━━ Selected text ━━
Cade McNown, Quarterback for the Chicago Bears
NAME: Cade McNown
TEAM: Chicago Bears
INJURY: Separated shoulder (left side)
OTHER ATHLETES AFFECTED
Many pro athletes have all sorts of banged up shoulders lately. Here is a
rundown on who is suffering specifically from a separated shoulder.
Right wing Jody Hull of the Philadelphia Flyers
Quarterback Rob Johnson of the Buffalo Bills
Running back Reuben Droughns of the Detroit Lions
Running back Marshall Faulk of the St. Louis Rams
The 23-year-old McNown is 6 feet 1 inch tall and weighs 208 pounds. This is
his second season with Chicago. He was drafted fifth overall, the highest
passer the Bears had drafted since Jim McMahon, 17 years ago. McNown spent his
first three years of secondary school at Benito High in Holliser, Calif. He
went all-conference in his sophomore and junior years, then played his senior
year at West Linn High School in Oregon. There, he also was a track star,
setting the school's pole vault record at 15 feet 2 inches. He headed to UCLA
for college ball, where he was selected for all-state and all-American as a
quarterback and as a safety.
━━━
━━ Data listing ━━
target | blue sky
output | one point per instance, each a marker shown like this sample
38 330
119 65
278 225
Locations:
━━━
Task A:
In the Cade McNown profile, what pole vault height set his high school's record?
Task B:
Reproduce the part of the Cade McNown profile that opens with the words containing "Cade McNown, Quarterback" and closes with "a separated shoulder.".
The rows are separate material from the text about Cade McNown.

Exercise response A:
15 feet 2 inches.

Exercise response B:
Cade McNown, Quarterback for the Chicago Bears
NAME: Cade McNown
TEAM: Chicago Bears
INJURY: Separated shoulder (left side)
OTHER ATHLETES AFFECTED
Many pro athletes have all sorts of banged up shoulders lately. Here is a
rundown on who is suffering specifically from a separated shoulder.